→ Kaynak metin

•••••

THE WAY WAY BACK: BİR YUVA OLARAK SU PARKI
“The Descendants (Senden Bana Kalan)” filminin senaryosuyla Akademi ödülüne layık görülen oyuncu-senarist ikili Jim Rash (kendisini Community dizisinin Dekan Pelton’ı olarak tanıyor olabilirsiniz) ve Nat Faxon’ın (şu sıralar Married dizisinin başrol oyuncularından) hem yazıp hem yönettiği ilk uzun metrajlı sinema filmi olan “The Way Way Back”, sımsıcak bir büyüme öyküsü anlatan şenlikli bir tatil filmi. Ülkemizde maalesef vizyon şansı bulamayan filmin DVD’sini yurt dışından temin etmeniz mümkün.
Boşanmış annesiyle (Tony Collette) onun yeni sevgilisi Trent’in (Steve Carrell) yazlık evine tatil yapmak üzere giden başkarakterimiz Duncan (Liam Jones), ortamdan ve Trent’in kaprislerinden bunalıp gündüzlerini bisikletiyle gezinerek geçirmeye başlayınca çeşitli tesadüfler sonucu kendini Water Wizz adında bir su parkında çalışırken bulur. Sam Rockwell’in büyük bir başarıyla canlandırdığı uçarı Owen’ın da katkısıyla, kendini uzun zamandır hiçbir yere ait hissedemeyen Duncan sonunda bir yuvaya kavuşmuş olur. Yaz tatilini annesi ve huysuz sevgilisinin gözetimi altında oradan oraya gönülsüzce savrularak geçireceğini zanneden Duncan’a böylece bambaşka bir dünyanın kapıları açılmış olur. Hoşlanmaktan kendini alamadığı komşu kızı Susanna (AnnaSophia Robb) da bu dünyaya dahildir.

•••••

→ Zorunlu görev a
Film yazısını iki cümleyle özetleyin.

→ İşlenecek liste
•••••

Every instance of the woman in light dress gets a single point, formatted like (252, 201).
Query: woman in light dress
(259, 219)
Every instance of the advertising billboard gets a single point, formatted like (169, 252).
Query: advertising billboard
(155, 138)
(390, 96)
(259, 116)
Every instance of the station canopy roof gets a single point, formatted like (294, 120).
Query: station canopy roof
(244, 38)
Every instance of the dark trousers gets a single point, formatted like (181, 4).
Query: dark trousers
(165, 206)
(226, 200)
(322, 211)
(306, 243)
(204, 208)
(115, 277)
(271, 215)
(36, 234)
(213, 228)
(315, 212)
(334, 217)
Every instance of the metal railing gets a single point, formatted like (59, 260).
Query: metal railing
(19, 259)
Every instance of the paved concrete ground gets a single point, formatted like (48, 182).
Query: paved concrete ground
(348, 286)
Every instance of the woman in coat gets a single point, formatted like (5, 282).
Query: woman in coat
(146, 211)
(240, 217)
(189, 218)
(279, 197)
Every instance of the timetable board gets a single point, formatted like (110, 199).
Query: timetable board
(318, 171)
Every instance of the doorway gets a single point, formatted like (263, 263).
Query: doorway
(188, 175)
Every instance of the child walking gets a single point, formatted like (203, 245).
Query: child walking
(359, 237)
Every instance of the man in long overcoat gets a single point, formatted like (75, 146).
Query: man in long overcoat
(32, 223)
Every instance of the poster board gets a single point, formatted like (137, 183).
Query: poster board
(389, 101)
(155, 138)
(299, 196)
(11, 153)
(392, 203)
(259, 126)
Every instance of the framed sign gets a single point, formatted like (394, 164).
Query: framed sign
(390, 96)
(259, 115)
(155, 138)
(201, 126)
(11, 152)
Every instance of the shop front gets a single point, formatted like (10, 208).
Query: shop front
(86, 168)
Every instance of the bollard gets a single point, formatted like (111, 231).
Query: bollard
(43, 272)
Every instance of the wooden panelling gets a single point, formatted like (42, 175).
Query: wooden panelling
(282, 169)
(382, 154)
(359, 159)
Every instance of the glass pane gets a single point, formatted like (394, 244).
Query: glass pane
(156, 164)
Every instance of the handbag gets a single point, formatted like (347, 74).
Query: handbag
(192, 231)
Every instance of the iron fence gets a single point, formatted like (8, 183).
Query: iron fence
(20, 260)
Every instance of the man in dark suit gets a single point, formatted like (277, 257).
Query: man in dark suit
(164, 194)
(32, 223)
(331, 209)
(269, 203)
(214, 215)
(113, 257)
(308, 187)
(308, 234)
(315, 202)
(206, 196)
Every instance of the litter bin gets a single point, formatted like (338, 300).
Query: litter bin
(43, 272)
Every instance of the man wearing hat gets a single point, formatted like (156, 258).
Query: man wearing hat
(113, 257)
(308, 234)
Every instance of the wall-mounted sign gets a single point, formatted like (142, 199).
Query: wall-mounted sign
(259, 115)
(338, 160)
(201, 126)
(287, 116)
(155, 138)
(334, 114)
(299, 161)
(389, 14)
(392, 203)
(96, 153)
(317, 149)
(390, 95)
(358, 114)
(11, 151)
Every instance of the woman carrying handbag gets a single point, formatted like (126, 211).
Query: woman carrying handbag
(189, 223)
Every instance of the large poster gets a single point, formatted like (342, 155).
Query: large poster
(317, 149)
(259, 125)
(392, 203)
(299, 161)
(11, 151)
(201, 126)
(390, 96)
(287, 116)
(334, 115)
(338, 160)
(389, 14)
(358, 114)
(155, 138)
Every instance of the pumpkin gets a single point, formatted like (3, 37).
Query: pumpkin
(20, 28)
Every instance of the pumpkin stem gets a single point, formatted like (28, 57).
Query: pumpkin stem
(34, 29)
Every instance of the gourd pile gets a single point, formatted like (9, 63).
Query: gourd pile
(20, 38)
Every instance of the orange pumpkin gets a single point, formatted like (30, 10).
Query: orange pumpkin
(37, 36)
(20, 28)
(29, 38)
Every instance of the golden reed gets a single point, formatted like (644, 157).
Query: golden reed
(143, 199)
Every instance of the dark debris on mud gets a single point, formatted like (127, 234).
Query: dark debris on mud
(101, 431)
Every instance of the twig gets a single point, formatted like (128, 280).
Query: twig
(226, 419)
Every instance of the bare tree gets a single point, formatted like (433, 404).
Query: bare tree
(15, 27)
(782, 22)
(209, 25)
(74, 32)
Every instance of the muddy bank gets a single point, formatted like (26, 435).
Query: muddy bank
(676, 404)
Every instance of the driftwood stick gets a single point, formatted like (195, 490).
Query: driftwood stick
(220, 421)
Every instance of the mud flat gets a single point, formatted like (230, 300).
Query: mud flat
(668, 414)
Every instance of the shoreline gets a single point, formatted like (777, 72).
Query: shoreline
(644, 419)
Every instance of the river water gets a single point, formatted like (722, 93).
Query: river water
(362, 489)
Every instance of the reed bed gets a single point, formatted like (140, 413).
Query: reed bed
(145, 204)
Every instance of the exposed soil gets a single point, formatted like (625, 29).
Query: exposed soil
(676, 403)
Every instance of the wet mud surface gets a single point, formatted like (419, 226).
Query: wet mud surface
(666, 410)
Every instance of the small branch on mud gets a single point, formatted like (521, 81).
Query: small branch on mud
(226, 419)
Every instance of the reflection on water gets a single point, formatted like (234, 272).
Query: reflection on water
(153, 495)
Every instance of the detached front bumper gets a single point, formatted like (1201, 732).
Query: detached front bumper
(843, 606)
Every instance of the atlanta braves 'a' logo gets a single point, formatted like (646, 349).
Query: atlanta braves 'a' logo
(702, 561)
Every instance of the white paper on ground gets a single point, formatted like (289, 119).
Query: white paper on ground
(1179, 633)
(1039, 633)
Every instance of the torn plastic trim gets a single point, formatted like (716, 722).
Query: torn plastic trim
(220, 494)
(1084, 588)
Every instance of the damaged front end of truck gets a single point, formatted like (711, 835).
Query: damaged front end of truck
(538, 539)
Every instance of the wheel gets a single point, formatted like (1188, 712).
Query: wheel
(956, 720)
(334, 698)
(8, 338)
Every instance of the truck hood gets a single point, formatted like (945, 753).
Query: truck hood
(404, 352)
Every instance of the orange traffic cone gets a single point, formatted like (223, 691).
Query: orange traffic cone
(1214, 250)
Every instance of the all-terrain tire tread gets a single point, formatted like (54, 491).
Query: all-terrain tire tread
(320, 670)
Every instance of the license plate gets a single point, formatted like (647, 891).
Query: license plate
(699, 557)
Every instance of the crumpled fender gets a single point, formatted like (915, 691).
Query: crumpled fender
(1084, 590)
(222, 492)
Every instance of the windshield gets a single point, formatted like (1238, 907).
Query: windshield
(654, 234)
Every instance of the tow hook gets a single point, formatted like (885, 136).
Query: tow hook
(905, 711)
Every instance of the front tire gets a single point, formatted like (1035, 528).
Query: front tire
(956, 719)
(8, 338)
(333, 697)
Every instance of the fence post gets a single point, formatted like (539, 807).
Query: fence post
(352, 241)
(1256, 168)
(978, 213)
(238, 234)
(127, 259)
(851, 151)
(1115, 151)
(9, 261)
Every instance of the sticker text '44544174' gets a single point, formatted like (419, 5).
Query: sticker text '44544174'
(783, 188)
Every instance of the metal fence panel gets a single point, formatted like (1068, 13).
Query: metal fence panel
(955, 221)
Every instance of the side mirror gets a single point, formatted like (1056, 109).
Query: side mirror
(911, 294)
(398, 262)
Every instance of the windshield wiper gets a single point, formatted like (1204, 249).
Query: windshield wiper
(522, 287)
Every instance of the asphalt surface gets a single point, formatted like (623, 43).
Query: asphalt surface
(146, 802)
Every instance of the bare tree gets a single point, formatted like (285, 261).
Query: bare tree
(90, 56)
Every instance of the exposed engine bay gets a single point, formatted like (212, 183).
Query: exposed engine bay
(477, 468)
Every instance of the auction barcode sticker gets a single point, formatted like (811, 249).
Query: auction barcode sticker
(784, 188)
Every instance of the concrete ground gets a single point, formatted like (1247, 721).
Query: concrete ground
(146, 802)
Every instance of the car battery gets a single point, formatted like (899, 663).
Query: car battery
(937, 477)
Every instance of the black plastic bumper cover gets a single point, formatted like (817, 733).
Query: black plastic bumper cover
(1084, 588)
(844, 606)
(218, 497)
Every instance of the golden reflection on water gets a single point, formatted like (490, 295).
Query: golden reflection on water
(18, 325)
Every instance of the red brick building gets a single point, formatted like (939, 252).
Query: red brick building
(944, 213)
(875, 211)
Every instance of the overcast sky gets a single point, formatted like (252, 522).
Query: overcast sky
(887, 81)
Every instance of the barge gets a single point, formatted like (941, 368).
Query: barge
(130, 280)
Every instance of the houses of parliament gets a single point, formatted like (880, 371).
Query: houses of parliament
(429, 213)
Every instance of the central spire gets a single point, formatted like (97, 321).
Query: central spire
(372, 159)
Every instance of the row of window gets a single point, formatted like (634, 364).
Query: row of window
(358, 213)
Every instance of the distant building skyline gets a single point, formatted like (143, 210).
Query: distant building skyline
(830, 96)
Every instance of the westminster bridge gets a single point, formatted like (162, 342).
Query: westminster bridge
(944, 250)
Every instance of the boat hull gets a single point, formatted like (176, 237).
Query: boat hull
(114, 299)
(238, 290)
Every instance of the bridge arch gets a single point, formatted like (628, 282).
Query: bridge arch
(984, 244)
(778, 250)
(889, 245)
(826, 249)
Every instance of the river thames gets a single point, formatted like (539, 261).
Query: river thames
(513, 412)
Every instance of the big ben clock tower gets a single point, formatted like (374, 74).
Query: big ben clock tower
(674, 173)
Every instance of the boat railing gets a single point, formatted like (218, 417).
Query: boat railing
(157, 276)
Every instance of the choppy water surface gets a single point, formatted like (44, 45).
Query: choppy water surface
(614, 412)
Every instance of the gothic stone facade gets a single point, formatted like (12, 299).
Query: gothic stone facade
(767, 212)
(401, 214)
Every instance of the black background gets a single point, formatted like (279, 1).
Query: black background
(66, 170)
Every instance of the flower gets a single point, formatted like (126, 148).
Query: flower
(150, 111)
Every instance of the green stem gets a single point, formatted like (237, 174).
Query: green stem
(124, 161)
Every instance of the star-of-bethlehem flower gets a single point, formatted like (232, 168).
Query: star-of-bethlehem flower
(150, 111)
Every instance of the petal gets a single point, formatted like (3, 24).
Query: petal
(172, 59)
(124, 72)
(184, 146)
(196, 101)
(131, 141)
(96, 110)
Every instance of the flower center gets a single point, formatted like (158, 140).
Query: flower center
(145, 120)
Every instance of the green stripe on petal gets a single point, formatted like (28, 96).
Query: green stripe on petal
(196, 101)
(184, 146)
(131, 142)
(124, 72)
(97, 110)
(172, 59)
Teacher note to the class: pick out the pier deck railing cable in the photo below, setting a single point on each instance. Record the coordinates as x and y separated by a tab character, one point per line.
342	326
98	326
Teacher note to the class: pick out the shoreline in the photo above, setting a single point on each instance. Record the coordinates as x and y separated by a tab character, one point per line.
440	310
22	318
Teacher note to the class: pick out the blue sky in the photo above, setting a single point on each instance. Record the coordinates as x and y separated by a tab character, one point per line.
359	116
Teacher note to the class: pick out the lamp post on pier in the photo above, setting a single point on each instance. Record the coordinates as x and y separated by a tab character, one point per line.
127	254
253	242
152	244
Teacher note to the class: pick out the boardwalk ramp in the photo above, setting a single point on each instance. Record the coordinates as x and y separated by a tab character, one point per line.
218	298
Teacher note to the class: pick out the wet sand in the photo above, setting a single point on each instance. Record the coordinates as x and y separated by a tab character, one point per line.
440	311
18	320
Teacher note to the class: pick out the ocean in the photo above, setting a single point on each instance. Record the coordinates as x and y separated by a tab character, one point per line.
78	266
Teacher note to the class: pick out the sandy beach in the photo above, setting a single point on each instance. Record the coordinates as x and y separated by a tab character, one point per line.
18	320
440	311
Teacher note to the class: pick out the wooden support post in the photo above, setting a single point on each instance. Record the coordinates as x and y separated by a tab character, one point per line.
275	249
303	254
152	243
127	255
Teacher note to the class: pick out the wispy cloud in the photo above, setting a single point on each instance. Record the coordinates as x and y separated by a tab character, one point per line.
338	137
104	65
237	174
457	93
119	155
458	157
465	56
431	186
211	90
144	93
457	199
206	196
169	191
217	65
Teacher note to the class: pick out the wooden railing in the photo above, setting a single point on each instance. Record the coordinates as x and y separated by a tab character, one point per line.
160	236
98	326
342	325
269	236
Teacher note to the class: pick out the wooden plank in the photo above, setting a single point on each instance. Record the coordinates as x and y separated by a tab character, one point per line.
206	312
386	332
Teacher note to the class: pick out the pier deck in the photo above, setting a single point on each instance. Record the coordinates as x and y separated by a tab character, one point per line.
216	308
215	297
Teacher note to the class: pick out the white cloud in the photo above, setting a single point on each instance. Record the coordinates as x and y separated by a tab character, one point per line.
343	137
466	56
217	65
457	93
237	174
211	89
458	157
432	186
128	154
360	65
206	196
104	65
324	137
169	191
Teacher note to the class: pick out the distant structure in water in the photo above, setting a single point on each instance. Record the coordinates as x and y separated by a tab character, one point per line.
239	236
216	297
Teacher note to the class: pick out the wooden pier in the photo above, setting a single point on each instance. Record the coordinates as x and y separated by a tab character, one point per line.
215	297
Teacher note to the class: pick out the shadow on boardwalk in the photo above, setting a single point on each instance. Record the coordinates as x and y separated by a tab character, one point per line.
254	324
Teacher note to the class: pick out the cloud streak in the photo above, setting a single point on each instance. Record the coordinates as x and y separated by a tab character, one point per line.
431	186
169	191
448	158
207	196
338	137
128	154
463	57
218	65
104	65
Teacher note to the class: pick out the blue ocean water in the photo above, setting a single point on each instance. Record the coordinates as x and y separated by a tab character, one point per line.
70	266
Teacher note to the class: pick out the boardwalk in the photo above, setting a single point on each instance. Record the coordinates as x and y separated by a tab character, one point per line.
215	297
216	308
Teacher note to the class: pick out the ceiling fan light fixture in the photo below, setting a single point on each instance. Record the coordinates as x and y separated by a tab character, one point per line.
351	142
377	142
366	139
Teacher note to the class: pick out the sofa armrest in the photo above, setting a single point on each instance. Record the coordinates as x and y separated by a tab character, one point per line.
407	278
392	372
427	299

•••••

→ Zorunlu görev b
Listede "wall" dizesini barındıran her satırı döndürün.

→ Örnek cevap a
"The Way Way Back", Akademi ödüllü Jim Rash ile Nat Faxon'ın birlikte yazıp yönettiği ilk uzun metrajlı film olup sımsıcak bir büyüme öyküsü anlatan şenlikli bir tatil filmidir. Annesi ve onun yeni sevgilisi Trent'le yazlık eve giden Duncan, Water Wizz adlı bir su parkında çalışmaya başlar ve Owen'ın da katkısıyla sonunda bir yuvaya kavuşur.

→ Örnek cevap b
Every instance of the wall-mounted sign gets a single point, formatted like (142, 199).
Query: wall-mounted sign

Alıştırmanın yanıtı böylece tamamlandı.